* **ASSIGNMENT**: Return the material exactly. Every line must stay as it is.
↓
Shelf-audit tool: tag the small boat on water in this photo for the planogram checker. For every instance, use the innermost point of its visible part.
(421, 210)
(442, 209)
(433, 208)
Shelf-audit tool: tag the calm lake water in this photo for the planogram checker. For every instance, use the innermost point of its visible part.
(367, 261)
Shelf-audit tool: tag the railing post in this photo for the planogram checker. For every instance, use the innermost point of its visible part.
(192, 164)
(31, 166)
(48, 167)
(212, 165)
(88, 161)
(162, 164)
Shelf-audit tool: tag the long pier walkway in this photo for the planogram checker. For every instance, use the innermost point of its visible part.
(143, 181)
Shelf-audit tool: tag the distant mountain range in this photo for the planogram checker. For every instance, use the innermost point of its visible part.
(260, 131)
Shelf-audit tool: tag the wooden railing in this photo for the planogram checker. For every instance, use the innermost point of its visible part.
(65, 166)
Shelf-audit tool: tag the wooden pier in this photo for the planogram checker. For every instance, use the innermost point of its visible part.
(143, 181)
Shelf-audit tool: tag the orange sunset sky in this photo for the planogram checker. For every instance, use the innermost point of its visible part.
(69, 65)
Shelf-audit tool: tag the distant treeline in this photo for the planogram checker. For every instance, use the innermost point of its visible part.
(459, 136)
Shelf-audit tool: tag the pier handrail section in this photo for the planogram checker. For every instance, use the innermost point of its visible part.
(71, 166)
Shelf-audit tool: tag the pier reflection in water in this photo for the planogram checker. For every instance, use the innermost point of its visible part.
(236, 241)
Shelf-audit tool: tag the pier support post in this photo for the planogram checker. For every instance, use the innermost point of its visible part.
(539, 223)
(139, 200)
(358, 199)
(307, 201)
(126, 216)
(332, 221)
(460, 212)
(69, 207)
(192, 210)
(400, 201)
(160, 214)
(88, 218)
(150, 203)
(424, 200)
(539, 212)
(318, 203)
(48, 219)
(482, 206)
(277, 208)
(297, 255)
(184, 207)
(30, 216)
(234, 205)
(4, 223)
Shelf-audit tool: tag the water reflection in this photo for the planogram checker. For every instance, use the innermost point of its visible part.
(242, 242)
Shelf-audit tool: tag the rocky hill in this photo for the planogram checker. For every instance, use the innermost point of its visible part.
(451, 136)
↑
* **EXERCISE ANSWER**:
Shelf-audit tool: tag the small boat on water in this photo for the planogram checker. For every instance, use the innermost point of its visible part.
(421, 210)
(442, 209)
(433, 208)
Shelf-audit tool: tag the calm lake water in this photo for the planogram checker. For every instance, use the innermost point of its visible part.
(367, 261)
Shelf-audit tool: tag the railing post in this photo for the planogram checker. For every instance, use the innermost point of its visible part.
(192, 164)
(31, 166)
(48, 167)
(212, 165)
(88, 161)
(162, 164)
Shelf-audit tool: tag the long pier walkway in this photo for the planogram checker. For every instance, use the innermost point of its visible part.
(143, 181)
Shelf-audit tool: tag the distant mountain range in this photo for the planogram checker. For every instance, use the innermost point of its visible part.
(260, 131)
Shelf-audit tool: tag the wooden railing in this photo for the planogram checker. For every instance, use the innermost point of its visible part.
(65, 166)
Shelf-audit tool: tag the wooden pier in this photo for the planogram checker. For every instance, use the innermost point of its visible part.
(143, 181)
Shelf-audit tool: tag the orange sunset sky in this photo for the planogram checker. For every instance, use the innermost point of its visible part.
(69, 65)
Shelf-audit tool: tag the distant treeline in this photo for the planogram checker. For every instance, use the innermost point of its visible part.
(459, 136)
Shelf-audit tool: tag the pier handrail section in this photo for the planogram checker. For every instance, use the innermost point of its visible part.
(71, 166)
Shelf-audit tool: tag the pier reflection in water in this photo for the planogram checker. For every instance, use the innermost point of its visible part.
(236, 241)
Shelf-audit tool: tag the pier support post in this photo for the planogram checker. For every instance, use the innermost point of its visible part.
(539, 223)
(139, 200)
(358, 199)
(307, 201)
(126, 216)
(332, 221)
(460, 212)
(69, 207)
(192, 210)
(400, 201)
(160, 214)
(88, 218)
(150, 203)
(424, 200)
(539, 212)
(318, 203)
(48, 219)
(482, 206)
(277, 208)
(297, 255)
(184, 207)
(30, 216)
(234, 205)
(4, 223)
Shelf-audit tool: tag the water reflection in this photo for the planogram checker. For every instance, use the innermost point of its visible part.
(242, 242)
Shelf-audit tool: tag the rocky hill in this photo for the planogram checker. For every instance, use the innermost point of its visible part.
(451, 136)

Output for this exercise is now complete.